- _Given passage_
▼▼▼
Harrogate NHS boss reveals full Covid impact one year on from first positive case
A year that feels like a lifetime - that’s how Harrogate’s NHS boss would describe the Covid-19 pandemic so far.
As next week marks one year since the first patient who tested positive for coronavirus was admitted to Harrogate District Hospital, Chief Executive of the district’s NHS Foundation Trust, Steve Russell, has reflected on a time like no other.
With Prime Minister, Boris Johnson, outlining a ‘roadmap’ out of national lockdown and the country’s vaccination rollout in full swing, things are certainly looking up - but Mr Russell says the impact and repercussions of the pandemic will be felt for some time to come.
He told the Harrogate Advertiser: “One year ago, when we got our first Covid patient, we were definitely a bit anxious but we were well prepared and knew what we had to do at that time.
“But could we have predicted the impact the virus would have and how much our lives would be changed by it? Definitely not.
“We knew it would be tough, we knew it would be a challenge, but we just did not realise what we would have to face.
▲▲▲
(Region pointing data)
▼▼▼
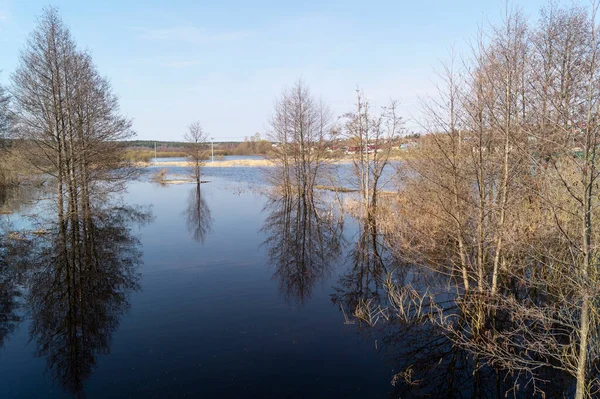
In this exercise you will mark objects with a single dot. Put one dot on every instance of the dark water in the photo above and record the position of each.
(213, 310)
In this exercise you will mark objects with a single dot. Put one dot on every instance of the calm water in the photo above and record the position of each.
(214, 312)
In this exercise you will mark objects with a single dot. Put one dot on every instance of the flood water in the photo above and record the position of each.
(205, 308)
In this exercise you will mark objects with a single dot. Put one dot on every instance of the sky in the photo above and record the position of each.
(224, 63)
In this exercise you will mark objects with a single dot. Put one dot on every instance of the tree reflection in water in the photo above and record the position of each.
(424, 361)
(303, 239)
(199, 219)
(79, 288)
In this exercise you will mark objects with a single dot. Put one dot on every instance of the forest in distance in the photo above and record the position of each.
(478, 239)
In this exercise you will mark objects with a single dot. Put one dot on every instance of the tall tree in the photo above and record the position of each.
(196, 149)
(301, 127)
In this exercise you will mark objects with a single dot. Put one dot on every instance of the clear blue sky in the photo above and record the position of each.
(224, 62)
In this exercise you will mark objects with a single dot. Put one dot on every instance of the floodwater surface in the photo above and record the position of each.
(209, 303)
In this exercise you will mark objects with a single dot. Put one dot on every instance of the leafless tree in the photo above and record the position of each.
(502, 198)
(199, 219)
(196, 149)
(4, 117)
(372, 138)
(300, 127)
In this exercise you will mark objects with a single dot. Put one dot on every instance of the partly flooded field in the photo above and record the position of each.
(208, 309)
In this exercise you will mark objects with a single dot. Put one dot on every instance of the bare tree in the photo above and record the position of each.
(196, 149)
(300, 127)
(372, 138)
(4, 117)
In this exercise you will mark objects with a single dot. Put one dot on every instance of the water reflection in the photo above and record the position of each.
(304, 237)
(199, 219)
(369, 262)
(79, 288)
(14, 248)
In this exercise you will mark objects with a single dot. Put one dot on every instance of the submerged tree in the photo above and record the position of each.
(4, 117)
(198, 216)
(303, 240)
(503, 199)
(301, 127)
(67, 118)
(78, 294)
(196, 149)
(372, 138)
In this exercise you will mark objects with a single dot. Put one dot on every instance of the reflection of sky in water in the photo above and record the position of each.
(209, 319)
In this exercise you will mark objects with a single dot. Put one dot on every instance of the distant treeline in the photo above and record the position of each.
(143, 150)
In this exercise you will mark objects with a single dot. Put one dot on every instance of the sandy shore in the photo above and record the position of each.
▲▲▲
- _Check your understanding_
1: Answer these questions using the Harrogate NHS article:
(a) Who is Chief Executive of the district's NHS Foundation Trust?
(b) To which newspaper did he give his comments?
(c) Who outlined a "roadmap" out of national lockdown?
2: Transcribe the part of the Harrogate NHS article between "He told the" and "it? Definitely not.", inclusive.
3: Go on with the article about the Harrogate NHS chief's reflections on a year of Covid, starting right after its final sentence.

- _Exercise results_
1:
(a) Steve Russell
(b) The Harrogate Advertiser
(c) Prime Minister Boris Johnson

2:
He told the Harrogate Advertiser: “One year ago, when we got our first Covid patient, we were definitely a bit anxious but we were well prepared and knew what we had to do at that time.
“But could we have predicted the impact the virus would have and how much our lives would be changed by it? Definitely not.

3:
“If we’d had to guess, I think we still would have only got to about 10% of what we have actually been up against - no one could have predicted the difficult and deep impacts this would have on both our work and our personal lives.”
Following the Government’s announcement that all restrictions could be lifted by the end of June if infection rates continue to fall and the vaccination programme continues to make impressive progress, hope and optimism for a return to some kind of normality have swept the country.
And while there is definitely light at the end of the tunnel, Mr Russell says we cannot simply sweep the last year under the carpet and forget the harrowing effect the Covid crisis has had on so many people.
He said: “This definitely will not be like flicking a light switch.
“The roadmap gives us hope and reintroduces lots of things we have missed, but there is no way people who have worked on this can unsee what they have seen and unfeel what they have felt when June 21 comes.
“We cannot just forget what we have been through.
“I never thought I would see something like this in my lifetime - when you think of pandemics you tend to think of times gone by.
“This virus has impacted every single person in the world in one way or another and I do think it will be a long process to get over that.”
Things are starting to look up for Harrogate however, with this week’s Covid-19 infection rate falling to 53.5 per 100,000 people - the lowest level since last September.
During the first peak last year, Harrogate District Hospital was treating around 30-40 Covid patients, a number which almost doubled during the latest peak, with between 60-70 people being treated for the virus at one time.
But the rate is falling once again, with an average of 10-20 patients on the ward at the moment - a figure which Mr Russell has deemed ‘incredibly positive and encouraging’.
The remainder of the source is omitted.